**Using the information:**
1. The post below wishes for brain scans from several points in time. List each of those points in time.
2. Return the part of the post below that starts at "Some people that" and ends at "to call IT...moving.", copied word for word.

**Exercise text:**
#####

Yesterday I was meeting with my daughter's psychologist (aka my psychologist) and she was telling me about one of her graduate school class exams. She's not too much younger than I am so this was a few years ago. One of the exam questions in her class was "What is Love?". Students could only answer this question by using psychobiological terms and talking about brain scan images. She said she had not thought about it that way before and it was very interesting and thought provoking. (I thought it might be in poor taste to ask her what grade she got either on this exam or in general.)
I recently started to take an antidepressant *again* and was telling her that I was feeling slightly "omnipotent" at the moment--well, at least compared to how I was feeling the past 6 months or so. My concern was that I might be "going slight bipolar" and I wanted her professional opinion about this concern. Her question back to me was, "Could this possibly be Hope you are experiencing?"
It would be fascinating to have look at my brain scans -- let's say one month ago, Monday morning, and today--to view the changes in the neurotransmitters. No insurance company will be paying for that however! (Nor should they, unless I'm part of some pharmaseutical study funded by a drug company or the federal government. I don't want more people to become uninsured due to the rising cost of health care from unnecessary testing such as my intellectual curiosity about my brain science.)
Some people that I care deeply for say that there is no God--or at least not in their experience. What is happening to me now is simply a result of human intervention and drug interaction they would say. My question back to them is this--can science explain the mystery of what led to these interventions at this time? How will these interventions all play out in my ability to act differently and be more effective to myself and others in my life as a result?
To me this is God, or the Holy Spirit, or whatever you want to call IT...moving.

#####

**Dataset extract:**
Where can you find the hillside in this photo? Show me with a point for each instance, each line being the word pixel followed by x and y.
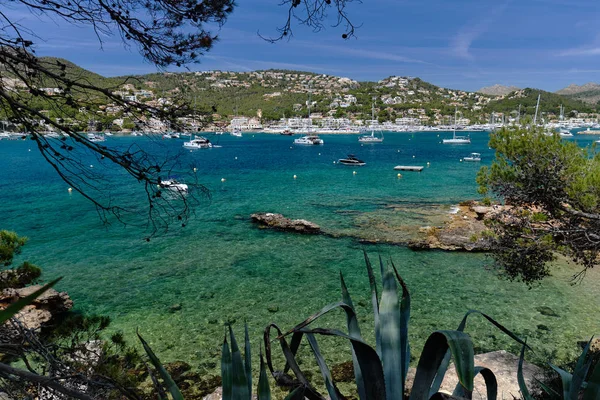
pixel 274 94
pixel 498 90
pixel 549 103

#####

**Exercise answers:**
1. one month ago; Monday morning; today

2.
Some people that I care deeply for say that there is no God--or at least not in their experience. What is happening to me now is simply a result of human intervention and drug interaction they would say. My question back to them is this--can science explain the mystery of what led to these interventions at this time? How will these interventions all play out in my ability to act differently and be more effective to myself and others in my life as a result?
To me this is God, or the Holy Spirit, or whatever you want to call IT...moving.